▸ **REQUIRED TASK**
Your task is to transcribe all of the data below exactly, omitting the images.

▸ **RECORDS FOR PROCESSING**
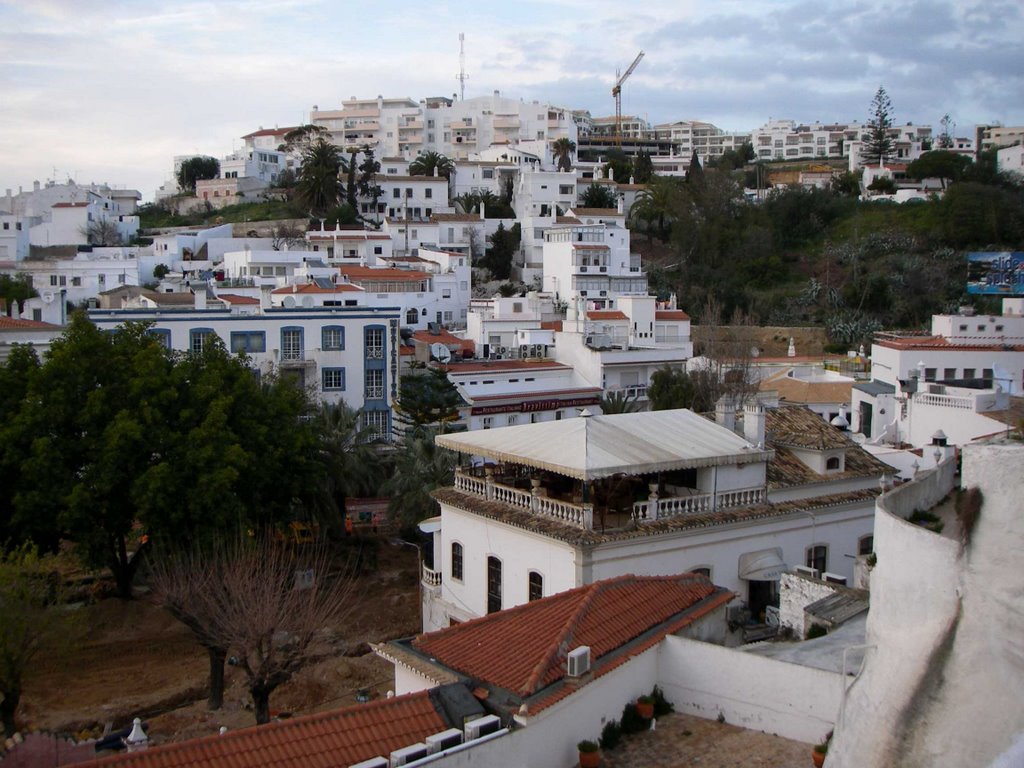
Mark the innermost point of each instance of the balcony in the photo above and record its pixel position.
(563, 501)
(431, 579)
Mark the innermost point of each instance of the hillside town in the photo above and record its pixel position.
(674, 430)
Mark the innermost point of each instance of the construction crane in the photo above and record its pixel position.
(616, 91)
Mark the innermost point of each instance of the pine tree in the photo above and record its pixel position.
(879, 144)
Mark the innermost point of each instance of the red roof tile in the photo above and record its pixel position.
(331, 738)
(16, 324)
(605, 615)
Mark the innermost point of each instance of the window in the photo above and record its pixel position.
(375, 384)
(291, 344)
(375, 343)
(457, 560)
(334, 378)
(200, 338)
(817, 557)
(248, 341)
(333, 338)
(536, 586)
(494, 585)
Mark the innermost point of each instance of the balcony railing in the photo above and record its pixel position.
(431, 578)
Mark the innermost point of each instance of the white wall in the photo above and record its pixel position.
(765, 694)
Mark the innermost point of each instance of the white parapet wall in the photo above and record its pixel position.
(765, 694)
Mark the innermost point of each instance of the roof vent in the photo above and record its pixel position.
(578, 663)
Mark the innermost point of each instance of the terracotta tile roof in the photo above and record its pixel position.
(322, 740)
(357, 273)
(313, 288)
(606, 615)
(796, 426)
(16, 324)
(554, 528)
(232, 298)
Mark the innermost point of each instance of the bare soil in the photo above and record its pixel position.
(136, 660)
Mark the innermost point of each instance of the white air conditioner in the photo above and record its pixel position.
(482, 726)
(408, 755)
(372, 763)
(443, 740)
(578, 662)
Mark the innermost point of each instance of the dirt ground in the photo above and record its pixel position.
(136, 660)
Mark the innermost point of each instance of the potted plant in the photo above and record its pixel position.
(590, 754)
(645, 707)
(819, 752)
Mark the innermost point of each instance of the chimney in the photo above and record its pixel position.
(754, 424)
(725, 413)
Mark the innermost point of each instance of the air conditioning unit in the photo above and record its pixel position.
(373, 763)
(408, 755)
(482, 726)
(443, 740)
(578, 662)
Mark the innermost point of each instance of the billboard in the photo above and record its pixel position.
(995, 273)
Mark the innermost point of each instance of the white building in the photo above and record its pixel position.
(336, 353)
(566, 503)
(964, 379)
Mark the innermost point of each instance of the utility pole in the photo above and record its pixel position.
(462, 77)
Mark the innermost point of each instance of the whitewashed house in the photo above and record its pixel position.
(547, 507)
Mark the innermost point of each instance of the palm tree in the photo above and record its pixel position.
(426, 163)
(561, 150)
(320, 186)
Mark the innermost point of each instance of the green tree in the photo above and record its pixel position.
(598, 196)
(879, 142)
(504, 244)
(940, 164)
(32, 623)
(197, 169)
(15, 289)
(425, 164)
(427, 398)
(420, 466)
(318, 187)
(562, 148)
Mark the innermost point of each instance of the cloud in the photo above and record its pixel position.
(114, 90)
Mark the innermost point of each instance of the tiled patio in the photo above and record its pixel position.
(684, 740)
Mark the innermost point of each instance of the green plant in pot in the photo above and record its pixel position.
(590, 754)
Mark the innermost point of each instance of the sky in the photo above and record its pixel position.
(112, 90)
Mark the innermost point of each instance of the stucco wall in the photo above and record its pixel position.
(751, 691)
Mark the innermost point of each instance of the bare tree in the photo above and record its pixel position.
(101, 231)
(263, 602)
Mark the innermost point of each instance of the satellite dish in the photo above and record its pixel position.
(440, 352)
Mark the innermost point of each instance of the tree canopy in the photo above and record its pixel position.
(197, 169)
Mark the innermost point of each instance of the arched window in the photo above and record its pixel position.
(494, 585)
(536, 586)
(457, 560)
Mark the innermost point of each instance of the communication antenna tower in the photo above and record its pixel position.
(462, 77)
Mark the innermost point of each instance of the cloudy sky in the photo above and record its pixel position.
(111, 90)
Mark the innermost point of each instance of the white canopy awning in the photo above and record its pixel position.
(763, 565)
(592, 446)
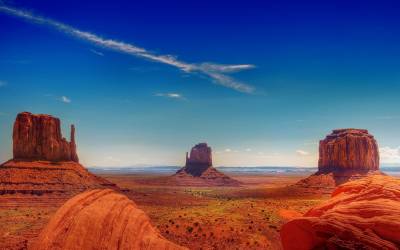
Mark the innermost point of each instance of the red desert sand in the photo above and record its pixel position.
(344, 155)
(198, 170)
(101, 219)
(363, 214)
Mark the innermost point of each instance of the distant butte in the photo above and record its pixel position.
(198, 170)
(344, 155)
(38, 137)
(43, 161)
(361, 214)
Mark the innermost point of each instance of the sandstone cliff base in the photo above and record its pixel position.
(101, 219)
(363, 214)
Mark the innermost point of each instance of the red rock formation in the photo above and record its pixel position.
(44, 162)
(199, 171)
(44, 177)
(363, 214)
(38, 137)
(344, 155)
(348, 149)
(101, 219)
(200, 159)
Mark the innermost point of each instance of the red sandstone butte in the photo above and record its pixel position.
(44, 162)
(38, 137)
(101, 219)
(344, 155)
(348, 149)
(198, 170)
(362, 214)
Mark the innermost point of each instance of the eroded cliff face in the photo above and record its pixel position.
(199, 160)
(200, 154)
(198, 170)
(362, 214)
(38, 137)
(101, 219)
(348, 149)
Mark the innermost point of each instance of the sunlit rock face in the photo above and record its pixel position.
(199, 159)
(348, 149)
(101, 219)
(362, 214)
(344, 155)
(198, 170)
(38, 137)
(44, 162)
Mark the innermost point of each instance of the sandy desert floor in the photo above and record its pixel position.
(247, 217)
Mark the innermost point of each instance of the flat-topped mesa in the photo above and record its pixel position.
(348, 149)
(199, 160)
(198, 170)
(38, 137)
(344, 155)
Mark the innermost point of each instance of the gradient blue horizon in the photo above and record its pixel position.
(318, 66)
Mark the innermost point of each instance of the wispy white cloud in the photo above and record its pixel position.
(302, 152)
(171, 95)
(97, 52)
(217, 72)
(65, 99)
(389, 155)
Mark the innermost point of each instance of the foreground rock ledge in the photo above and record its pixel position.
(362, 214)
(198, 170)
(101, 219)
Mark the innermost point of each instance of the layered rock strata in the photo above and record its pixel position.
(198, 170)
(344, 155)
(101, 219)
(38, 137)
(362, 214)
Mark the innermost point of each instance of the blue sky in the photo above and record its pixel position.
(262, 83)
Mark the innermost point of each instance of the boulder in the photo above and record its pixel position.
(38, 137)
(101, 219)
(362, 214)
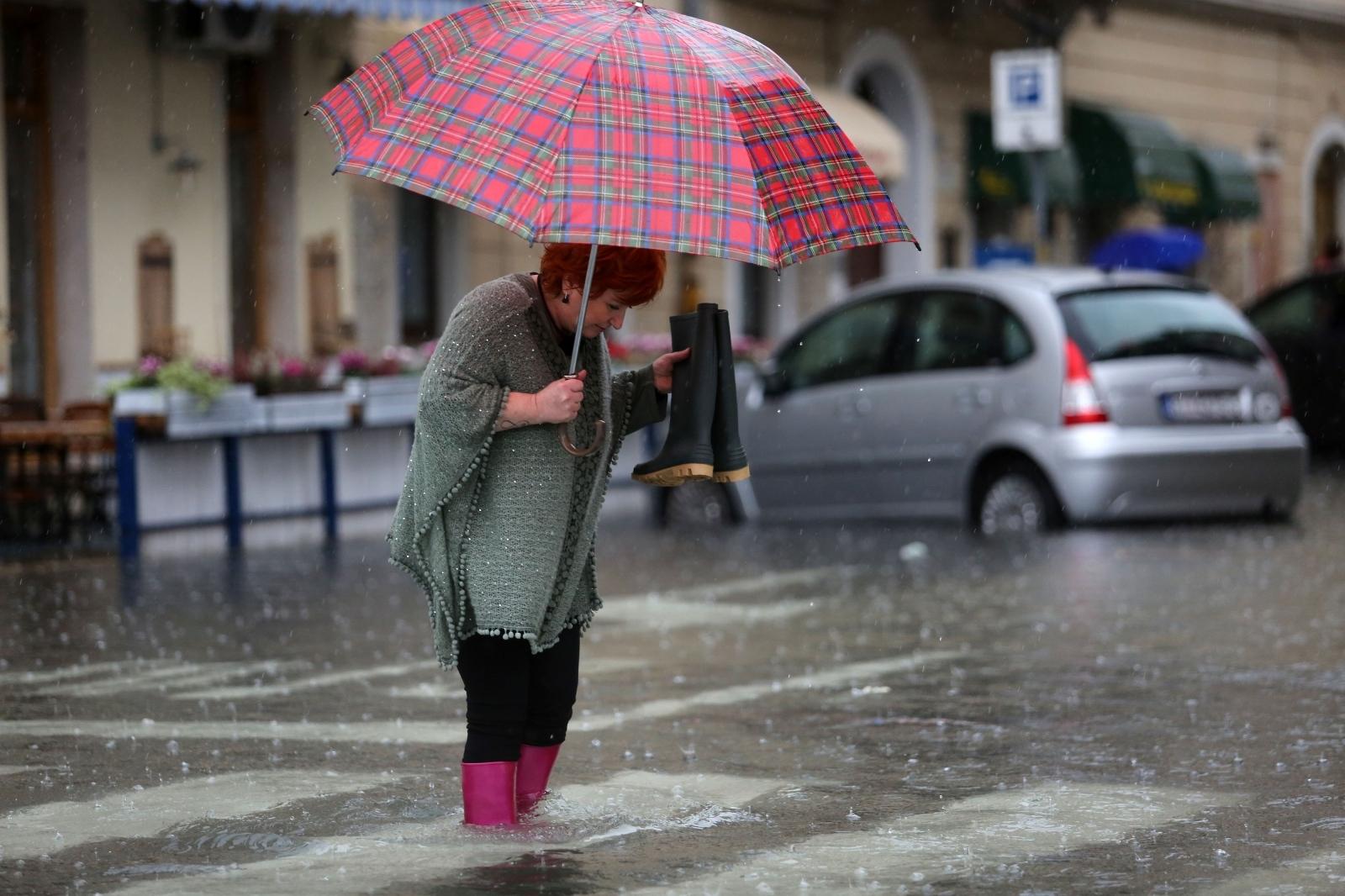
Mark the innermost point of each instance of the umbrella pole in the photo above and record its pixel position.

▸ **COMPLETED TASK**
Mark the innermost point of each instance of the balcony in the photo above and record its pixel position.
(563, 501)
(431, 579)
Mark the innermost point of each instance of the hillside town in the photo above and record its pixel position.
(674, 430)
Mark the innermost point of each instance of the construction crane in the photo above and record its pixel position.
(616, 91)
Mark the innermost point of each instance of the pine tree in the photo above and record its pixel position.
(879, 144)
Mark the innermost point of each instance of the red roof tile in the photo above and record its pixel position.
(331, 738)
(16, 324)
(605, 615)
Mark the innermost point of each instance of the window in the photo above and record its pixel position.
(375, 384)
(291, 344)
(375, 343)
(457, 560)
(334, 378)
(200, 338)
(817, 557)
(248, 341)
(333, 338)
(536, 586)
(494, 585)
Mark the innermost point of each instance of the balcony railing in the photo above and record its pixel position.
(431, 578)
Mark the innermost point of each instance of the white wall in the photo above and record its pixel position.
(765, 694)
Mark the innermost point of each instance of the white parapet wall in the photo above and record its pixel position.
(765, 694)
Mark the innermost point of each instance of the roof vent in the photo above and record its pixel position.
(578, 663)
Mark the innermost point of each instance of the terracotta tile roof in the photo above and record its pixel position.
(322, 740)
(357, 273)
(313, 288)
(606, 615)
(796, 426)
(16, 324)
(554, 528)
(232, 298)
Mark the innermost point of each instance of the bare soil in the photo above and record its pixel position.
(136, 660)
Mark the innermost point of each instance of the white air conditioner in the photo above and record its pixel position.
(482, 726)
(408, 755)
(372, 763)
(443, 740)
(578, 662)
Mark the innermost point of each instance of the dirt ground in the photo above and record its pixel position.
(136, 660)
Mark the innermost point of each instance of the potted plant in the photo above and record its pixel position.
(590, 754)
(645, 707)
(819, 752)
Mark the innermost point of each instance of the chimney in the photo above and record its pixel position.
(754, 424)
(725, 413)
Mark the innermost point of each instance of the air conditioning unit in the photo above and record its pixel position.
(373, 763)
(408, 755)
(482, 726)
(443, 740)
(578, 662)
Mark the innermost point of each instance of the billboard in the photo above and record its pixel position.
(995, 273)
Mark the innermost point of each instance of the white building in the photo above and record its pixel position.
(336, 353)
(566, 503)
(964, 379)
Mark the innermost point of each instance of the utility pole in the photo above and record its pixel position.
(462, 77)
Mark the innermost point of each instance of the whitewashed house in the photo above and record its pixel position.
(547, 507)
Mark the innermost point of each instance of the palm tree in the photo above and record its pixel position.
(426, 163)
(561, 150)
(320, 186)
Mark the innermost point of each instance of the green tree in the photo above and record its pixel position.
(598, 196)
(879, 142)
(504, 244)
(940, 164)
(32, 623)
(197, 169)
(15, 289)
(425, 164)
(427, 398)
(420, 466)
(318, 187)
(562, 148)
Mark the innermost point of each instance of the cloud in the photo above and record its pixel position.
(114, 90)
Mark the innermost point of each instance of the tiled patio in the photo above and record its pixel position.
(684, 740)
Mark the innermost point of each instance of the green plant in pot in the photo above and record its pixel position.
(590, 754)
Mark the innermost point of each instance of the sky in the photo above and record its pixel position.
(112, 90)
Mark the innermost point of each instance of the stucco wall in the photo above and record its pixel position.
(751, 691)
Mark the innermost point of each instance of the bare tree in the photo above and record its pixel position.
(101, 231)
(263, 602)
Mark the innermost point of each instance of the satellite dish in the photo above and record its pixel position.
(440, 352)
Mark the innermost point of each instance of the tree canopy in the photo above and record its pixel position.
(197, 169)
Mark the innermost point of each instance of the arched window in the photo above and record its pixel position.
(494, 585)
(536, 586)
(457, 560)
Mark the innermost point of each instance of the communication antenna tower in the photo above and record its pixel position.
(462, 77)
Mark the innermost point of each instance of the cloudy sky in the photo above and record its pixel position.
(111, 90)
Mark the innermost point of each instance of the white canopy awning in the photo above and record its pixel position.
(763, 565)
(592, 446)
Mark the innermost point of each instance of the red desert sand in the photo above and record its pixel position.
(344, 155)
(198, 170)
(101, 219)
(363, 214)
Mark the innermost point of each instance of the distant butte in the photo above and record its pixel position.
(198, 170)
(344, 155)
(38, 137)
(43, 161)
(361, 214)
Mark the innermost point of each instance of the sandstone cliff base in the photo above and record its pixel position.
(101, 219)
(363, 214)
Mark the innermost point of each instance of the red rock formation in the photo above and record its pixel position.
(44, 162)
(199, 171)
(44, 177)
(363, 214)
(38, 137)
(344, 155)
(348, 149)
(101, 219)
(200, 159)
Mark the innermost point of each instance of the red sandstone butte in the photo above and record its pixel position.
(44, 162)
(38, 137)
(101, 219)
(344, 155)
(348, 149)
(198, 170)
(362, 214)
Mark the innermost point of each instance of the eroded cliff face in the photo above and record its pixel position.
(199, 160)
(200, 154)
(198, 170)
(362, 214)
(38, 137)
(101, 219)
(348, 149)
Mark the innermost point of each instance of the sunlit rock face in the photo above and record its pixel position.
(199, 159)
(348, 149)
(101, 219)
(362, 214)
(344, 155)
(198, 170)
(38, 137)
(44, 162)
Mark the innermost point of each instance of the sandy desert floor in the photo above and record its pixel position.
(247, 217)
Mark the innermost point of each instance of the flat-topped mesa in the photo above and record its pixel position.
(348, 149)
(199, 160)
(198, 170)
(38, 137)
(344, 155)
Mark the innermost point of each instance of the gradient blue horizon in the photo above and record its pixel position.
(318, 66)
Mark the innermost point of each instance of the wispy white cloud in the photo above and record its pixel position.
(302, 152)
(171, 95)
(97, 52)
(217, 72)
(65, 99)
(389, 155)
Mark the innermost point of each instance of the foreground rock ledge in the photo above and record its pixel position.
(362, 214)
(198, 170)
(101, 219)
Mark the innermost point of each instance of the layered rock strata in the photo above and record its pixel position.
(198, 170)
(344, 155)
(101, 219)
(38, 137)
(362, 214)
Mark the innermost point of each instance of the blue sky in the photo above and record its pixel position.
(262, 83)
Mark the innermost point of each instance of the boulder in the photo above and record its pixel position.
(38, 137)
(101, 219)
(362, 214)
Mark the innermost point of each instance of the umbrella pole in the photo above and record its pixel position.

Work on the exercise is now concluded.